Entries taken from a collection

----------------------------------------

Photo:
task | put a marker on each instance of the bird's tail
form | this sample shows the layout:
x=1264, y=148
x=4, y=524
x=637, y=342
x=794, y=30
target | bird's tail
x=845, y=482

----------------------------------------

The problem
Each line of the records above should be copied exactly.

Your response
Photo:
task | put a marker on each instance of the bird's tail
form | this sample shows the layout:
x=1264, y=148
x=4, y=524
x=637, y=342
x=794, y=30
target | bird's tail
x=845, y=482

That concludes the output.